■ DO THIS: List each line in the records below that contains the string "blurred", copying every such line in full.

═══ SOURCE MATERIAL ═══

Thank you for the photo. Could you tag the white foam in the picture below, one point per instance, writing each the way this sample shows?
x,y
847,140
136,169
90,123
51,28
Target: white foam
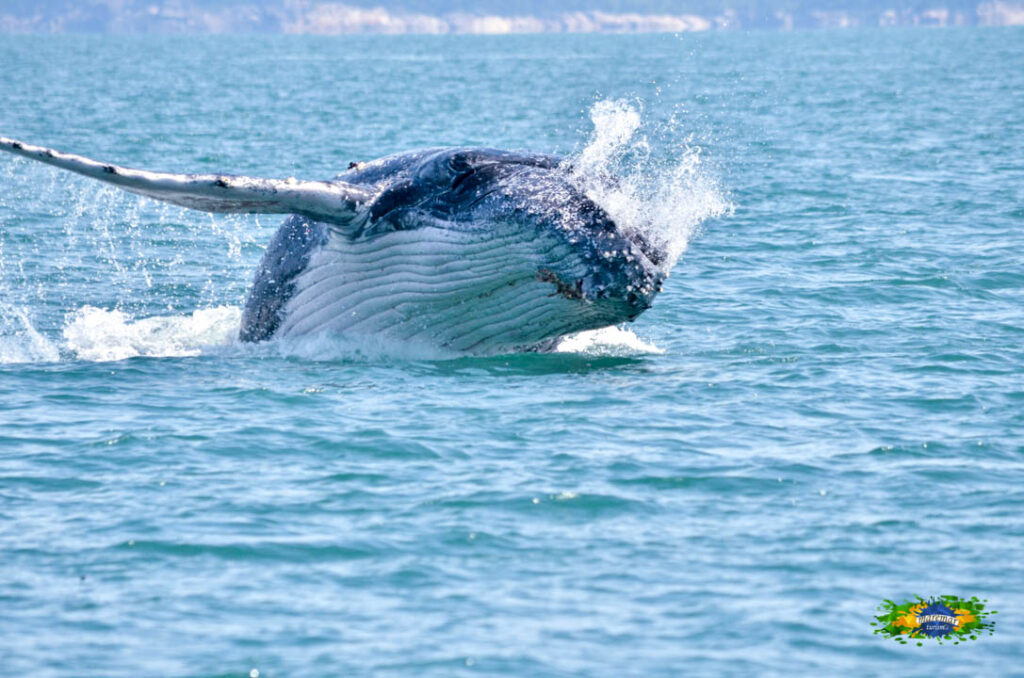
x,y
96,334
607,341
20,341
658,187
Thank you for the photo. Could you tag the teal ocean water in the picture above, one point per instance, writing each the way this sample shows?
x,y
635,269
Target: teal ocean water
x,y
822,410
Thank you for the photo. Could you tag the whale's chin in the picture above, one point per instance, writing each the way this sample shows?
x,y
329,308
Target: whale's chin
x,y
455,290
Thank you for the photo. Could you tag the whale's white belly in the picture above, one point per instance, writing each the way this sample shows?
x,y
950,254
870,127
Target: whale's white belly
x,y
473,290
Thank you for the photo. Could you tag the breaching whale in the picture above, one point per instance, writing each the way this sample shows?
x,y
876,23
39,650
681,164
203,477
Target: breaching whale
x,y
469,249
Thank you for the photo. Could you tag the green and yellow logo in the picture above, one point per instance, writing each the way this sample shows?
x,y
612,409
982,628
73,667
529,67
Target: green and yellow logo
x,y
941,619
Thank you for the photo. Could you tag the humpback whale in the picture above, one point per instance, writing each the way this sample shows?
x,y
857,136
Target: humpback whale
x,y
469,249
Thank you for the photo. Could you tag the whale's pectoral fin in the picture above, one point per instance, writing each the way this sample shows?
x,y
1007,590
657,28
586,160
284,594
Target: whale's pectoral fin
x,y
333,202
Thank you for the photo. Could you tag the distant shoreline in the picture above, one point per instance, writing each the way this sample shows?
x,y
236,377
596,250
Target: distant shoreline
x,y
282,16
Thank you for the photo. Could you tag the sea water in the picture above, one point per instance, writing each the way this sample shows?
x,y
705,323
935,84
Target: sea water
x,y
823,409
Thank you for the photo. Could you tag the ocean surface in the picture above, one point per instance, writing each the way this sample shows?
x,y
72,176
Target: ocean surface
x,y
824,408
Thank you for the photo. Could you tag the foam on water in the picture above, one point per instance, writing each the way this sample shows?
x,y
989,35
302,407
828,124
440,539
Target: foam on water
x,y
95,334
20,341
631,169
610,341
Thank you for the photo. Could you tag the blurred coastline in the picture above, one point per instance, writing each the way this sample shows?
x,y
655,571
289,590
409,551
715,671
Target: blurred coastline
x,y
485,17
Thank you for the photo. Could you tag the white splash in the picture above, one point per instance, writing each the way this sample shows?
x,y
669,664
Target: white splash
x,y
20,341
95,334
659,188
610,341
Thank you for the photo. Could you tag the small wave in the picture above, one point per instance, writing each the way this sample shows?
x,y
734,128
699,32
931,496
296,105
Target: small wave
x,y
647,178
95,334
610,341
104,335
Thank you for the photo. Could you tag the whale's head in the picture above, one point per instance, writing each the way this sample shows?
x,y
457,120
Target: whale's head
x,y
550,261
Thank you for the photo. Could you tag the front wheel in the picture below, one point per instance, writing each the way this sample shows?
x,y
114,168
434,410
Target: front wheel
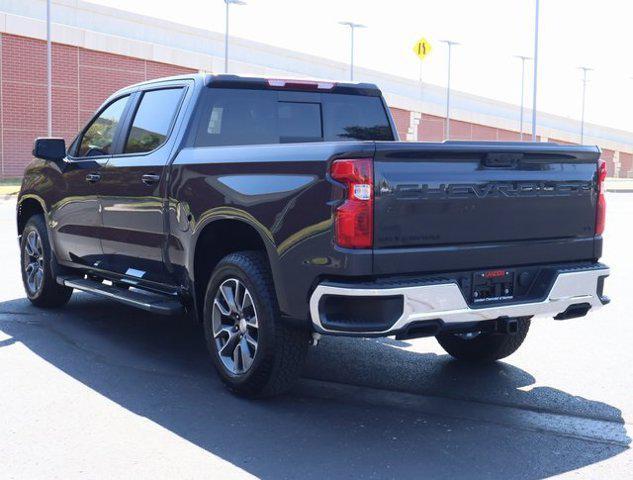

═══

■ EXERCISE OUTPUT:
Thank you for the photo. Could you tag the blurred coastline in the picture above, one point per instance, writing each the way this sample shows?
Target: blurred coastline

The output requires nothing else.